**Exercício a**
Traduza para o inglês a seguinte frase do trecho sobre Koyaanisqatsi: "Mas Koyaanisqatsi é espetacular pelo inusitado das imagens."

**Trecho para leitura**
16 de outubro de 2012

Debate: "O juiz S&M", em 6/10/12

Delci Rosa Sales
Participantes do debate
O prof. Luis Augusto Borges, da FESPSP
Conrado Krainer
Em primeiro plano, o prof. Borges, debatedor convidado
Os presentes ao debate

Nossa próxima atração: "Koyaanisqatsi", em 20/10/12

CINECLUBE DARCY RIBEIRO apresenta Koyaanisqatsi (Koyaanisqatsi, 1982, EUA, 86 min, cor)
Direção: Godfrey Reggio. Roteiro: Godfrey Reggio, Ron Fricke, Michael Hoenige, Alton Walpole. Fotografia: Ron Fricke. Montagem: Ron Fricke, Alton Walpole. Música: Philip Glass. Documentário.














Em 12 de maio de 1982, o crítico Frank Eskenazi escreveu no jornal francês Libération:

Koyaanisqatsi: os Estados Unidos de fora a fora no choque das imagens

Produzido por Francis Fird Coppola, o filme de Godfrey Reggio afronta a atual produção videográfica

Não há nada em Koyaanisqatsi além de música e imagens, em condições tais que o filme chega a ser doloroso, mas o espectador, embora consternado, hesita em se render.
Por trás de um título incompreensível, há um dos projetos mais alucinantes da história do cinema. Godfrey Reggio o criou e dedicou boa parte de sua vida à realização de desse imenso afresco místico e fantástico.

A expressão ‘Koyaanisqatsi’ vem da linguagem dos hopis, a mais antiga das tribos indígenas nos EUA. A tradição remete à ‘vida louca, desequilibrada e que caminha para a desintegração’ do mundo moderno. Trata-se de uma velha denúncia: o homem se perde ao destruir sua própria matriz. Ao cortar o cordão umbilical com a mãe natureza, ele constrói para si um mundo sem espírito no qual não é mais que um autômato desencarnado.
Mas Koyaanisqatsi é espetacular pelo inusitado das imagens. Aliadas à trilha sonora de Philip Glass, o mestre da música modular, constituem o valor do filme.

Os EUA são o pano de fundo exclusivo de um quadro vivo que se desenvolve em duas partes. O filme começa com impressionantes travelings de paisagens norte-americanas, dos céus dos Estados Unidos, da imensidão de suas cores de sua arquitetura natural. A segunda parte é um incrível mergulho na cidade de Nova York, aprisionada dentro daquilo que lhe dá sua beleza, mas também sua desumanidade.”

**Material extraído**
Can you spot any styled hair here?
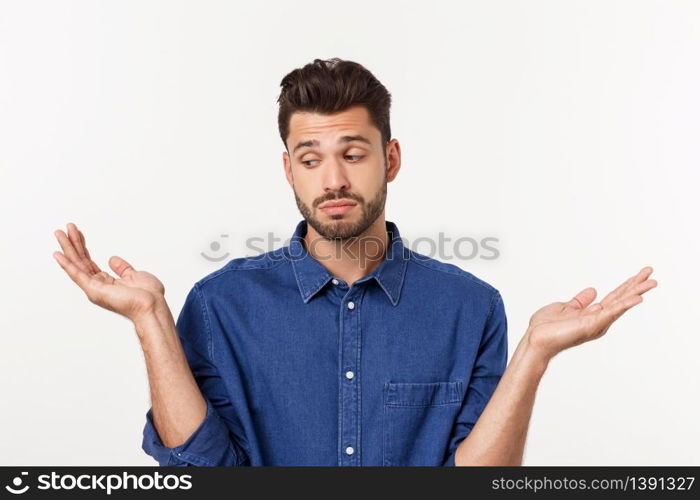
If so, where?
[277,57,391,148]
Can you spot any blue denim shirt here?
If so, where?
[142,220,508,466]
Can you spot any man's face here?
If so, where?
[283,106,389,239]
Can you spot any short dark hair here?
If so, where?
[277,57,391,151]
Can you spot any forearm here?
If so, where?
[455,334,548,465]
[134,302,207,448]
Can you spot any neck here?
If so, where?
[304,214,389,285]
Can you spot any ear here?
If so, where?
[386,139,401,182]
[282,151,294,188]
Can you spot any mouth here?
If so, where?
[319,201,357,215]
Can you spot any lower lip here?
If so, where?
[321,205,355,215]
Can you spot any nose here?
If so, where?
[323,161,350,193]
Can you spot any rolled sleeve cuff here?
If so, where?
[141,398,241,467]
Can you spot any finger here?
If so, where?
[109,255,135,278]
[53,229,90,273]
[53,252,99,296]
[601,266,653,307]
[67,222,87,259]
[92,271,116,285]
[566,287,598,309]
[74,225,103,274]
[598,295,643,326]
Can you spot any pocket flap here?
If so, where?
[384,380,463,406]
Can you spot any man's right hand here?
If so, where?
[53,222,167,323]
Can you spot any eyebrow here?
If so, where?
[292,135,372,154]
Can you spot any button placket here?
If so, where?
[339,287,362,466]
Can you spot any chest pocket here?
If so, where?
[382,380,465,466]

* * *

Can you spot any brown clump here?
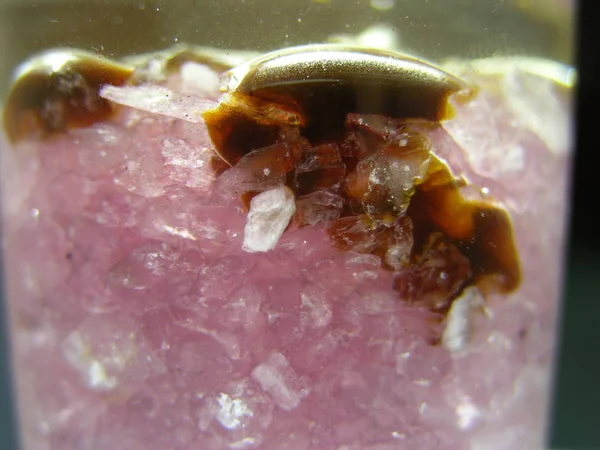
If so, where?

**Exercício b**
Desloque em 12 as coordenadas das caixas nas linhas do Bloco 1, somando 12 a cada número. Reescreva tudo, desde a linha que contém "Can you spot any button placket here?" até a linha que contém "[382,380,465,466]", sem omitir nenhuma linha, inclusive as que não trazem coordenadas.

**Resposta completa a**
But Koyaanisqatsi is spectacular for the unusual nature of its images.

**Resposta completa b**
Can you spot any button placket here?
If so, where?
[351,299,374,478]
Can you spot any chest pocket here?
If so, where?
[394,392,477,478]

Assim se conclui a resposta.